(Your tasks):
1) Answer these questions from the article on Ronnie Armour leaving the Northern Ireland Prison Service:
(a) What new post is he understood to have been appointed to?
(b) When was his departure announced, and as part of what?
(c) In what year did he begin his civil service career?
2) Extend the article on Ronnie Armour leaving the Northern Ireland Prison Service, starting after its final sentence.

(Given text):
Northern Ireland

Tributes paid to outgoing NI Prison Service director general as he leaves for new post

Ronnie Armour (right) with Maghaberry Prison governor David Savage.
Ronnie Armour (right) with Maghaberry Prison governor David Savage. Ronnie Armour (right) with Maghaberry Prison governor David Savage.

THE outgoing head of the Northern Ireland Prison Service has been praised for his "competent and compassionate" leadership as he departs for a new senior civil service role.

Ronnie Armour has now officially stepped down as director general of the prison service, and is understood to have been appointed deputy permanent secretary at Stormont's Department of Education.

His departure was announced in May as part of a civil service shake-up.

Mr Armour, who was also appointed director of reducing offending in 2017 by the Department of Justice, began his civil service career in 1983, and before moving to oversee prisons had been head of the NI Courts and Tribunals Service.

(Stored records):
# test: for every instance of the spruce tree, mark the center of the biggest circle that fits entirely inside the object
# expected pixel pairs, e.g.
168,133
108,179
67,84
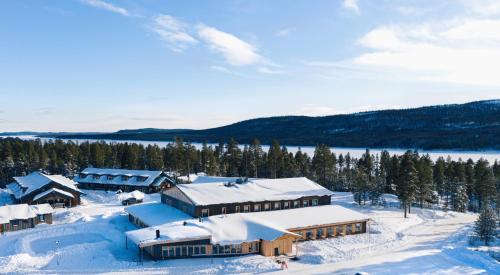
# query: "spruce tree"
486,225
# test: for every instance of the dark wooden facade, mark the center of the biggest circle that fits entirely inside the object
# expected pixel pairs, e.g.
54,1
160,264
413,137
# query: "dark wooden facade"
20,224
54,198
174,197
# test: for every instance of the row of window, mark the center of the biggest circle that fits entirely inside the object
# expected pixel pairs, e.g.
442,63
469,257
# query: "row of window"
183,251
111,177
201,250
332,231
266,207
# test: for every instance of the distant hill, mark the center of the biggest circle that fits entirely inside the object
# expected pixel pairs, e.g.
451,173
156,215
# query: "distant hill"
469,126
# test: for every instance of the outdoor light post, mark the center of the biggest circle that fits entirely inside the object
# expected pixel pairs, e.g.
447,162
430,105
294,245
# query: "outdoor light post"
57,253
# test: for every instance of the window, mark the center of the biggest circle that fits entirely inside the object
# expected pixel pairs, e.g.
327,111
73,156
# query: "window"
319,233
164,251
309,234
204,212
359,227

(Task responses):
1)
(a) Deputy permanent secretary at Stormont's Department of Education.
(b) In May, as part of a civil service shake-up.
(c) 1983.

2)
Before becoming director general of the prison service, he had also served as its director of human resources.

During his time as prison service chief, Mr Armour faced issues including a critical report by a team form agencies including Criminal Justice Inspection NI, which identified a "serious drug problem" at Maghaberry Prison in Co Antrim.

In a statement issued on social media last Friday, a NI Prison Service spokesperson said of Mr Armour: "He has led the service through many challenges, including the pandemic, and built a confident, competent and compassionate organisation."

They added: "Thank you for your leadership over the past six years and all the best for the future."

Among wellwishers to comment on the departure were the north's Commissioner Designate for Victims of Crime, Geraldine Hanna, and former director of Woodlands Juvenile Justice Centre, Brian Ingram, who said in a tweet: "Thank you for your great leadership, values and legacy for the prison service to follow."

A spokesperson for the POA union for prison, correctional and secure psychiatric workers said it had been a "pleasure" working with Mr Armour, adding: "He was always very professional and on behalf of the POA I wish him well in his new role."